Anonim Ortaklıklarda Yönetim Kurulu

Anonim Ortaklıklarda Yönetim Kurulu

2. Azledilen yönetim kurulu üyelerinin durumu

Yönetim kurulu üyeleri genel kurul tarafından azledildiklerinde, organ sıfatı sona erer. Yönetim kurulu üyeliğinin her şeyden önce güvene dayalı bir ilişki olması nedeniyle ortaklık genel kurulu yönetim kurulunu her za­man azledilebilir. TTK’nın 316’ncı maddesinde “İdare meclisi azaları esas mukavele ile tâyin edilmiş olsalar dahi umumî heyet karariyle azlolunabilir­ler. Azlolunan âzanın tazminat talebine hakkı yoktur.” hükmü yer almakta­dır.

TTK’nın yukarıda ifade edilen 316’ncı maddesinde, yö­netim kurulu­nun azli düzenlenmiş olup, azledilen yönetim kurulunun ortak­lık adına yap­tığı işlemlerin hukukî sonuçlarına ilişkin hüküm yer almamak­tadır. Bu ne­denle azledilen yönetim kurulu üyelerinin durumunun Borçlar Kanununun vekâlet ve temsile ilişkin hükümlerinin göz önünde tutulmak suretiyle tespit edilmesi zarureti bulunmaktadır.[109]

Bilindiği üzere Borçlar Kanununun “Hitamın hükümleri” kenar baş­lıklı 398’inci maddesinde “Vekilin vekâletinin nihayet bulduğuna ıttıla peyda eylemeden evvel yaptığı işlerden müvekkil veya mirasçıları, vekâlet baki imiş gibi mes’uldür”.

“Salahiyetin hangi zamandan itibaren nihayet bulacağı” kenar başlıklı 37’nci maddesinde ise “Mümessil kendi selâhiyetinin hitam bulduğu vâkıf ol­madığı müddetçe, temsil edilen yahut halefleri, bu salâhiyet henüz baki imiş gibi onun muamelesi ile alacaklı veya borçlu olurlar.

Üçüncü şahısların, salahiyetin nihayet bulduğuna vâkıf oldukları su­retler müstesnadır.” hükmü yer almaktadır.

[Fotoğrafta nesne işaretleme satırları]
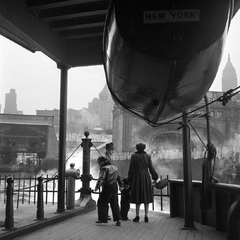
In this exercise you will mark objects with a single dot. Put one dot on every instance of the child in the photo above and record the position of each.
(125, 199)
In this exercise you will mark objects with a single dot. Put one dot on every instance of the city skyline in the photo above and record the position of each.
(36, 78)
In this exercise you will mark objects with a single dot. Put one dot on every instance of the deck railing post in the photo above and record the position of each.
(187, 172)
(9, 220)
(232, 221)
(40, 208)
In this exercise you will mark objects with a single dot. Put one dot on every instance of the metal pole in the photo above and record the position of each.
(85, 199)
(85, 177)
(187, 171)
(9, 220)
(62, 138)
(40, 205)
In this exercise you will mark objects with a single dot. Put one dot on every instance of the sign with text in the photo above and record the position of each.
(185, 15)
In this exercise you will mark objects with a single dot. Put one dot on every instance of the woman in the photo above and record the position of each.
(141, 182)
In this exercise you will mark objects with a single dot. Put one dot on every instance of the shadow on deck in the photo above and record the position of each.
(79, 224)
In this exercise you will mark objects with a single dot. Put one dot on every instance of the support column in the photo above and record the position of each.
(187, 172)
(85, 199)
(62, 138)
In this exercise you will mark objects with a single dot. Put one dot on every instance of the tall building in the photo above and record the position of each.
(11, 102)
(103, 107)
(229, 76)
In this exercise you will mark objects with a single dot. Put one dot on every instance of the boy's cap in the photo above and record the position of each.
(109, 146)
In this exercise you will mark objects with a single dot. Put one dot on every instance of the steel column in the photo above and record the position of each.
(62, 138)
(187, 172)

__Alıştırma Seti__
**a)** Satırlarda "of the steel" ifadesini içeren satırdan satırların sonuna kadar uzanan bölümü, iki uç da dahil olmak üzere, istekleriyle birlikte yeniden yazın. Yanıtlardaki her koordinat değerini 0,7 ile ölçekleyip tam sayıya yuvarlayın; buçuklu değerleri yukarı yuvarlayın.
**b)** Yönetim kurulu üyelerinin azline ilişkin metni son cümlesinden sonra devam ettirin.
Yönetim kurulu üyelerinin azline ilişkin metin ile satırlar birbirinden farklı kaynaklardan alınmıştır.

__Görev Sonuçları__
**a)**
In this exercise you will mark objects with a single dot. Put one dot on every instance of the steel column in the photo above and record the position of each.
(43, 97)
(131, 120)

**b)**
Bu hükümler çerçevesinde temsil yetkisi sona eren yönetim kurulunun üçüncü kişilerle yaptıkları sözleşmeler ve iç ilişkideki tasarrufları bakımın­dan çeşitli sorunlar ortaya çıkar. Şöyle ki;

a. Yönetim kurulu üyesinin azledildiğini öğrenmeden önce yaptığı idarî işlemler ve temsili muameleler

Azledilen yönetim kurulu bu durumu henüz öğrenmemiş ise bu aşa­mada yapılan iç işlemler ve üçüncü kişilerle yapılan temsili muameleler, sanki vekâlet ilişkisi devam ediyormuş gibi ortaklığı bağlar. Diğer bir anla­tımla TTK’nın 316’ncı maddesi gereğince azlolunan yönetim kurulunun idare ve temsil yetkisinin sona ermesi; ancak, bu durumun üyeler tarafından öğre­nilmesi hâlinde temsil yetkisinin sona ermesine dair Borçlar Kanununun yukarıda anılan 398 ve 37’nci maddesinin uygulanmasını gerektirir.[110]

Yönetim kurulu üyelerinin azledildiklerini öğrenmedikleri sürece öğ­renme anına kadar üyenin yaptığı işlemler ortaklığı hak ve borç altına so­kar,[111] yani yönetim kurulu üyelerinin temsil yetkisi varmış gibi, öğrenme anına kadar yaptığı işlemler geçerlidir.[112]

b. Yönetim kurulu üyesinin azledildiğini üçüncü kişi tarafından bilinmesi durumunda yapılan işlemler

Ortaklık ile ilişkide bulunan üçüncü kişi, yönetim kurulu üyesinin az­ledilmiş olması nedeniyle şirketi temsil etme yetkisinin bulunmadığını bili­yorsa, yönetim kurulu üyesi kendisinin azledildiğinden haberi bulunmasa dahi bu sözleşme ortaklığı bağlamaz. Nitekim, Borçlar Kanununun 37’nci mad­desinin ikinci fıkrasında, “Üçüncü şahısların, salahiyetin nihayet bul­duğu vâkıf oldukları suretler müstesnadır.” denilmek suretiyle bu gibi hal­lerde Borçlar Kanununun 398 ve 37/1’inci maddelerinde getirilmiş olan is­tisnanın uygulamasına imkân bulunmadığı ortaya konulmuştur.[113]

c. Yönetim kurulu üyesinin azledildiğini üçüncü kişinin bilmemesi

Borçlar Kanununun 34’üncü maddesinin üçüncü fıkrasında, “Temsil olunan kimse gerek sarahaten gerek delaleten verdiği salahiyeti diğer kim­selere bildirdiği halde bu salahiyeti tamamen veya kısmen ref’ettiğini bil­dirmemiş olursa salahiyetin bu suretle ref’ini üçüncü şahıslara dermeyan edemez.” hükmü yer almaktadır.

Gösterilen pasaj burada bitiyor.